Task prompt
Answer these questions about the summer waxing column:
1. On what date was it published?
2. How long are the waxing sessions the writer regularly goes through?
3. Who does the writer call a hero, and on what show does that person appear?

Passage shown
________________

From Iceland — Summer Means Waxing

Summer Means Waxing

Published May 19, 2006

Summer Means Waxing

I am hairy. More so, in fact, than any other higher order primate. I imagine this quality is some sort of a Darwinian response to the harsh climate, or I would, were it not that the majority of my countrymen are without body hair. In any case, I have body hair, and body hair is a mess to work with when it comes to fashion.

Until you’ve had a full body wax treatment, you will never fully appreciate the horrendous pain involved in proper manly grooming. I’m not here to one-up the Brazilian Bikini Wax, but from ear to pinky toe, I deal with 45 minute power-waxing sessions on a regular basis. The nipples are extremely sensitive, I’ll tell you that much. Interestingly enough, though, having hair removed from you buttocks is not so much painful as it is awkward.

Yet, this is something that society calls for. Just as the rules of thirty years ago pronounced a faux pas on white linen suits after labour day, it is impossible to wear a white wife beater with bodily hair bulging underneath it like shoulder pads. Even an Oxford button-down is indecent when the natural turtleneck appears at the top. This is to say nothing of exercise gear: if Ketill had a krona for every time he’s been asked about his lopa peysa while rollerblading shirtless, he would be a rich man.

Most importantly, bodily hair significantly impairs my tribal tattoo designs.

I have tried other ways in my battle against bodily hair. For a while, I amused myself and (mostly) others by shaping different forms by trimming and combing the hair on my chest. In an episode of Queer Eye For A Straight Guy, Kyan, the grooming specialist – and my hero – offered the advice that correct trimming of bodily hair could be used to accentuate, or even give the illusion of a more muscular body. Being a big fan of Kyan’s, I’ve followed his advise, with mixed results. A mix of Bed Head hair mud and standard issue mouse gave me pecs that rivalled Arnold in his Mr. Universe days, but, overall, I’d have to say that trimming and gelling is not a good option. It only keeps the hair at bay for short period of time, and the more you trim it the faster it grows.

________________

Source information
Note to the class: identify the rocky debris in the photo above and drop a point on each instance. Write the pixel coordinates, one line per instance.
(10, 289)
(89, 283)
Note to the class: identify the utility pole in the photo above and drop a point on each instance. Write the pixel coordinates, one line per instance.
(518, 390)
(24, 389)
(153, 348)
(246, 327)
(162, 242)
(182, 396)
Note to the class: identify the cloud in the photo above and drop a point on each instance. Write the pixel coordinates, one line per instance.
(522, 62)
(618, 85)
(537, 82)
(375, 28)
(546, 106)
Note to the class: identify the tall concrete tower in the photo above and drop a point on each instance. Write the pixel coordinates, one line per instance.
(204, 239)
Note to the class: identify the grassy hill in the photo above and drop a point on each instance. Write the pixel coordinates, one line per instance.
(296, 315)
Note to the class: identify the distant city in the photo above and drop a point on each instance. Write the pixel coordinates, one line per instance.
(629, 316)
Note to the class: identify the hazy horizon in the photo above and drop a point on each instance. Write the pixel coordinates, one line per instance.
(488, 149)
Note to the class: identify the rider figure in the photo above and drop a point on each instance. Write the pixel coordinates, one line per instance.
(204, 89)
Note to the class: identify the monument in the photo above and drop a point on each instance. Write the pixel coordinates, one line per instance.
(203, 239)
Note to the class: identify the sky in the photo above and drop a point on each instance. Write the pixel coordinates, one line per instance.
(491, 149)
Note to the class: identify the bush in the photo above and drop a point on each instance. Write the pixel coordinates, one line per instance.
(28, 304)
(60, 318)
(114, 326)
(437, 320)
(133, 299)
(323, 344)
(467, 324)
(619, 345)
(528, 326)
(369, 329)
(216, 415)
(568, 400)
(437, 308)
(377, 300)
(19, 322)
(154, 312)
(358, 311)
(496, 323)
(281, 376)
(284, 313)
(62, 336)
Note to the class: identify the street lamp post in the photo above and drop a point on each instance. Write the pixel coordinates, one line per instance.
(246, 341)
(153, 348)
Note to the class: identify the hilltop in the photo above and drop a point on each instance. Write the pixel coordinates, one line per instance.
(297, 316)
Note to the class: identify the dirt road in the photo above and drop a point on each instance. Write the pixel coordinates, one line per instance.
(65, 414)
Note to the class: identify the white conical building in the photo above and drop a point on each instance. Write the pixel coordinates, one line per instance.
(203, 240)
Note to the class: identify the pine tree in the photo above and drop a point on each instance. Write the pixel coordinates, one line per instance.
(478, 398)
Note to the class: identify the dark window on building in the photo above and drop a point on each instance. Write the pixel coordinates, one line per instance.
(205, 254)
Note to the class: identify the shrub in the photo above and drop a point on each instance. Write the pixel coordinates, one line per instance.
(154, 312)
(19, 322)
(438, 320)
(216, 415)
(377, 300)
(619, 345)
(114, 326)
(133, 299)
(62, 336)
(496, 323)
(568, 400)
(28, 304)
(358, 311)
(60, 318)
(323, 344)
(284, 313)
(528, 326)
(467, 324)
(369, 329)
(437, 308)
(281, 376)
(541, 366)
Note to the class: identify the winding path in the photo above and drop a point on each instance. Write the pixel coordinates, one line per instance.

________________

Solution for this exercise
1. May 19, 2006.
2. 45 minutes.
3. Kyan, the grooming specialist on Queer Eye For A Straight Guy.